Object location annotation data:
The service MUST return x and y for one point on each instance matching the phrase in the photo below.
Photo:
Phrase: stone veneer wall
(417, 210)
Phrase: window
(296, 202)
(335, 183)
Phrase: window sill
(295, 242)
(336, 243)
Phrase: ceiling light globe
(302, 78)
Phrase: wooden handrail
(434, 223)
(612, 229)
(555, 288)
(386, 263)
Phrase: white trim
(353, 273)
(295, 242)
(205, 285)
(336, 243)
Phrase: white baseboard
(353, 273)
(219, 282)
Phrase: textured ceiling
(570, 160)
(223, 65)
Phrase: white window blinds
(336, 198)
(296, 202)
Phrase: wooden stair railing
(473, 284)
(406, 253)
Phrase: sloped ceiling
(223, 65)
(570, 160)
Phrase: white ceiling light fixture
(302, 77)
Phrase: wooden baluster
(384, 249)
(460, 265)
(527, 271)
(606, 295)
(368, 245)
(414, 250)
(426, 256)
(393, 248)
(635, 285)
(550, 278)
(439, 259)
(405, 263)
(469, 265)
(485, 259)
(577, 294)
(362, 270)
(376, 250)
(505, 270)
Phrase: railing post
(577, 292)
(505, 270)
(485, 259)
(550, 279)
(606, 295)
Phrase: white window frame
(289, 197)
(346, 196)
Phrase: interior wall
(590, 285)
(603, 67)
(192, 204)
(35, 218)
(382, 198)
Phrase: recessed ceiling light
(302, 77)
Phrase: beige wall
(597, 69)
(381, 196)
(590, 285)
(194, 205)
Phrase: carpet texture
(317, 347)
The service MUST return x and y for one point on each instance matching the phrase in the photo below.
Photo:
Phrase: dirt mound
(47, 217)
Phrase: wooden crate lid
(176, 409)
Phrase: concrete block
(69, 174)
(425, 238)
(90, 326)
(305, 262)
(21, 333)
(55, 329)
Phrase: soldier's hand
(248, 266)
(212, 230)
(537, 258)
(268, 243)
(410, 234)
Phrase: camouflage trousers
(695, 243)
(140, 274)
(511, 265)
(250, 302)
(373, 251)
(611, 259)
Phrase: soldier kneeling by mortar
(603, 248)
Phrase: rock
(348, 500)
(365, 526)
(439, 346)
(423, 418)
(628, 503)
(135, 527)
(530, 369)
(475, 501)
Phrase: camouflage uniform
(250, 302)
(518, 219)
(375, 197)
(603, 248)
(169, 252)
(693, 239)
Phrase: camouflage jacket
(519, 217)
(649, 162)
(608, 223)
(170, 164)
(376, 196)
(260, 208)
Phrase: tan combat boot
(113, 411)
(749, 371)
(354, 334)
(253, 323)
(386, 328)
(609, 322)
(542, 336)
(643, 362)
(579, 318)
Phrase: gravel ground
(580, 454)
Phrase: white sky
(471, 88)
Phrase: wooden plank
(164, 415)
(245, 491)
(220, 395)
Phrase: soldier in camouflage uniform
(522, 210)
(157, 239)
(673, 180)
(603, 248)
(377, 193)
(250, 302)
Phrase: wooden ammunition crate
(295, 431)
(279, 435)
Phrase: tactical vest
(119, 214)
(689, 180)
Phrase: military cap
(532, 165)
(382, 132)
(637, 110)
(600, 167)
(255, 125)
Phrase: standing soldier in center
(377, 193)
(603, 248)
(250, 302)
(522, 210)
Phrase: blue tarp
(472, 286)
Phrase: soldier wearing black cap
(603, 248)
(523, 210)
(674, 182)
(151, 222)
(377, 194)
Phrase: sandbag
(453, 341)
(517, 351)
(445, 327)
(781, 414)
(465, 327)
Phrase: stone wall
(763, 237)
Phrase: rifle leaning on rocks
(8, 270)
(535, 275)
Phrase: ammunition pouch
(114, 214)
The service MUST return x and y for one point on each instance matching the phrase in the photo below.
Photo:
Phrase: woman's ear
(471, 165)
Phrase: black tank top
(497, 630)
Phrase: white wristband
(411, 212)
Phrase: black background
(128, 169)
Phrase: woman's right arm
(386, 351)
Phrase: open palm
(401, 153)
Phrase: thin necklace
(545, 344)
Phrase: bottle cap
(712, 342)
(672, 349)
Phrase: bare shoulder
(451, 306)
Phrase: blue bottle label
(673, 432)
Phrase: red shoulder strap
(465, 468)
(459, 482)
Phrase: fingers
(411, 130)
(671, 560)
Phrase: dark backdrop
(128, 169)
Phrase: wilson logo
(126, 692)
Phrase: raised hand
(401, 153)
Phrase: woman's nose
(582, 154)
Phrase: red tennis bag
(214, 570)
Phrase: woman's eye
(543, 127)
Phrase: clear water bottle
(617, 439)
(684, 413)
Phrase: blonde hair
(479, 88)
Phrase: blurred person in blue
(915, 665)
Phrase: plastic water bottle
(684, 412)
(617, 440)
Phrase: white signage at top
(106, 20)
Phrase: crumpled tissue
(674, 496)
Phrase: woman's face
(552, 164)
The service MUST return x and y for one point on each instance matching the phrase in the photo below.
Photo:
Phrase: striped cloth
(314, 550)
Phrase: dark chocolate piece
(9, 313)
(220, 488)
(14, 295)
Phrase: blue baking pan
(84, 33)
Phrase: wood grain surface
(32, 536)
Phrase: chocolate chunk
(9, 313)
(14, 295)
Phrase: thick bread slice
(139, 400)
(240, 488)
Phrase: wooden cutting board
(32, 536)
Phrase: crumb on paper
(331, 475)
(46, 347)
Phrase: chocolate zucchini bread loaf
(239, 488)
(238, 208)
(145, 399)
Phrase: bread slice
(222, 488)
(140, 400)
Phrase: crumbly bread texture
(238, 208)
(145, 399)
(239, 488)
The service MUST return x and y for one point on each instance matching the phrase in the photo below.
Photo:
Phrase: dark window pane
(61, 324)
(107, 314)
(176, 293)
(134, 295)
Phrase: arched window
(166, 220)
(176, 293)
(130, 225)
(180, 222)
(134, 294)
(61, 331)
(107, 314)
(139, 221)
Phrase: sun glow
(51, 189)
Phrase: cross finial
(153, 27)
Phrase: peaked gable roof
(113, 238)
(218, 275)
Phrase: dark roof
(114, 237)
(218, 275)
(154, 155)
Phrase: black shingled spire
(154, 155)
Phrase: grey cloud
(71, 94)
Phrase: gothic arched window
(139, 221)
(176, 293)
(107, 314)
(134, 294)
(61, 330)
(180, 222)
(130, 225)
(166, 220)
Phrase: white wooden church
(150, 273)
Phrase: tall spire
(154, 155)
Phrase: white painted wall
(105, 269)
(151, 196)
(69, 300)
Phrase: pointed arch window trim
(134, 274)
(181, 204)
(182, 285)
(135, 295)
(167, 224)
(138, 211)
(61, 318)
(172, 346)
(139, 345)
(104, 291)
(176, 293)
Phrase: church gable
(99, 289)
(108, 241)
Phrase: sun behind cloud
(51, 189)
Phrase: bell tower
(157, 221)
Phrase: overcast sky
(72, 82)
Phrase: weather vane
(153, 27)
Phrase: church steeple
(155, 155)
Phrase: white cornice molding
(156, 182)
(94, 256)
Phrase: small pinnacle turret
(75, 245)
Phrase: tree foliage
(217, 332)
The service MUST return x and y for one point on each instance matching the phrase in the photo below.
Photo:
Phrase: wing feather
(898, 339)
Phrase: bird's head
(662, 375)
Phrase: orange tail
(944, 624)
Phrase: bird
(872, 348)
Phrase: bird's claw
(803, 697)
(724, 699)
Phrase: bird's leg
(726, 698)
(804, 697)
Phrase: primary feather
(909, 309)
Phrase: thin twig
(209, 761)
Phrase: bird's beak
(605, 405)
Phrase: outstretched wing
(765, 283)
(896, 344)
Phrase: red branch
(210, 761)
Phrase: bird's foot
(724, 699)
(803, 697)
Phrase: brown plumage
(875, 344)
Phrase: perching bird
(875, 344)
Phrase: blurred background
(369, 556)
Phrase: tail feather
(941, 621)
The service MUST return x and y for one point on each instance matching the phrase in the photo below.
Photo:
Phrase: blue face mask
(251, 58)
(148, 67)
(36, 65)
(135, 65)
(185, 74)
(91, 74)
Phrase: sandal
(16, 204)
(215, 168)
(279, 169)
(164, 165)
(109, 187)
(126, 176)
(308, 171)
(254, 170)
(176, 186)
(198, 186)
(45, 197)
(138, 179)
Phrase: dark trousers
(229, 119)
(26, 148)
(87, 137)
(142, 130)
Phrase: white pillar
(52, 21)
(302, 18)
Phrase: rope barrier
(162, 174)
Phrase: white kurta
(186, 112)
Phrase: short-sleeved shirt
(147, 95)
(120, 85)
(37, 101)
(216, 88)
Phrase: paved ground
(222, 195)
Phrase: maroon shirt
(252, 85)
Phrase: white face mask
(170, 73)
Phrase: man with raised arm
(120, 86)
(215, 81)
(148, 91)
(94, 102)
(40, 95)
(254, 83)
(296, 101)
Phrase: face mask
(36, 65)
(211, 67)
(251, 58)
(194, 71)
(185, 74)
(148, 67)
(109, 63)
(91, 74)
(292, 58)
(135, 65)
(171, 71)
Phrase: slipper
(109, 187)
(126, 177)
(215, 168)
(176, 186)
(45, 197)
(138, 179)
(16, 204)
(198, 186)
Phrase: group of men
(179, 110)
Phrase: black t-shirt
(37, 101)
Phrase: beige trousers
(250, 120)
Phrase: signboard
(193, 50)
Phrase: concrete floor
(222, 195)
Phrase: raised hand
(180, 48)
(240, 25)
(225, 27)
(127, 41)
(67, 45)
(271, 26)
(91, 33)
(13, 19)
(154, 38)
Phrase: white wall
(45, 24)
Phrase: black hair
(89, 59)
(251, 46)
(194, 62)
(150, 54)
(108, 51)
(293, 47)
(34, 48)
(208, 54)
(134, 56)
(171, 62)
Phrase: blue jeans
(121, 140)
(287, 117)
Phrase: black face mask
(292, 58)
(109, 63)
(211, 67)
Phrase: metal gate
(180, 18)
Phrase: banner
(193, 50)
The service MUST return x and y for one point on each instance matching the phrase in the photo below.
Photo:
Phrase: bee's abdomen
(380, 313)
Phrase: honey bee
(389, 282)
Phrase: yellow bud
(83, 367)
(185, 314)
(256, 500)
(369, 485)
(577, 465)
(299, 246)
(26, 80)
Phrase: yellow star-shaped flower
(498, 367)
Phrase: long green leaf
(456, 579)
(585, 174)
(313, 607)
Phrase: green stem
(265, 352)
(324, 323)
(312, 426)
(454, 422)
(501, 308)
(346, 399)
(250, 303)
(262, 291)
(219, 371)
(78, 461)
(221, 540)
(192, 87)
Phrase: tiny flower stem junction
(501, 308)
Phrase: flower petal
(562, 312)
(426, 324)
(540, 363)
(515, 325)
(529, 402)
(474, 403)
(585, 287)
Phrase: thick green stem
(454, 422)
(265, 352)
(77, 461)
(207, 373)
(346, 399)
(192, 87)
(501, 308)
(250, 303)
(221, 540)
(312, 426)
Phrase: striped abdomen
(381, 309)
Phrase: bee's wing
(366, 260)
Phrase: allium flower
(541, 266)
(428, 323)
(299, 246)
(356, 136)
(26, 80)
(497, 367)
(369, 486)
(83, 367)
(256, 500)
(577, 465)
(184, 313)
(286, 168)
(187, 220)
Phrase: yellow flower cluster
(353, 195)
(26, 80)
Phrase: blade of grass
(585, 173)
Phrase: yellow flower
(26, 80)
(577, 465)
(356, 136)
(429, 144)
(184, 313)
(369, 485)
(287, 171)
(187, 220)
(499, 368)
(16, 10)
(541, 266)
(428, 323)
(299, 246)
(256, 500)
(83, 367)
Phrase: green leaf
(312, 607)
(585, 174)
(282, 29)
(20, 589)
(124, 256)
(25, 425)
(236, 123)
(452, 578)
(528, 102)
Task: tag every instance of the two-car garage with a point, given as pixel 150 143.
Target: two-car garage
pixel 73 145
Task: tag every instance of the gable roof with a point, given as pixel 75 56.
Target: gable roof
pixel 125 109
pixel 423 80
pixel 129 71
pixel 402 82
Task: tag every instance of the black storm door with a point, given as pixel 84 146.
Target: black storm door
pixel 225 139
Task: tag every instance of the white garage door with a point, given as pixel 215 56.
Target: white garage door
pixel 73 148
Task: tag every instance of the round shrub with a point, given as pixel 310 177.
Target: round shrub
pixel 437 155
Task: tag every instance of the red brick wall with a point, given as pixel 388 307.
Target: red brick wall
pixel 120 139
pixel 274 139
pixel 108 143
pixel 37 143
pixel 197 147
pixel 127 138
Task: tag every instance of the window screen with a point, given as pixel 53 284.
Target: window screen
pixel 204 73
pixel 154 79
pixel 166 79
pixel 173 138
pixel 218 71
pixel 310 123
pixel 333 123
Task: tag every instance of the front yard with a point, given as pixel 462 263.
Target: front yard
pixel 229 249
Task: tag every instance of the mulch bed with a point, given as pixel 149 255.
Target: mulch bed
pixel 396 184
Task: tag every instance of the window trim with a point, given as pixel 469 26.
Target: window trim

◆ What you need to do
Repeat exactly the lines from the line containing "Task: tag every instance of the white" through the end of the listing above; both boundary lines are part of the output.

◆ Answer for this exercise
Task: tag every instance of the white garage door with a point, given as pixel 215 56.
Target: white garage door
pixel 73 148
Task: tag every instance of the round shrub with a point, given as pixel 310 177.
Target: round shrub
pixel 437 155
Task: tag every instance of the red brick wall with a point, given as pixel 388 307.
Target: red brick wall
pixel 120 139
pixel 274 139
pixel 108 143
pixel 37 143
pixel 197 147
pixel 127 138
Task: tag every instance of the window screen with a point, given as pixel 53 284.
Target: window screen
pixel 204 73
pixel 154 79
pixel 166 79
pixel 173 138
pixel 218 71
pixel 310 123
pixel 333 123
Task: tag every instance of the front yard with a point, given as pixel 462 263.
Target: front yard
pixel 229 249
Task: tag every instance of the mulch bed with a point, given as pixel 149 255.
Target: mulch bed
pixel 396 184
Task: tag every instance of the window trim with a point, given as pixel 469 26.
Target: window trim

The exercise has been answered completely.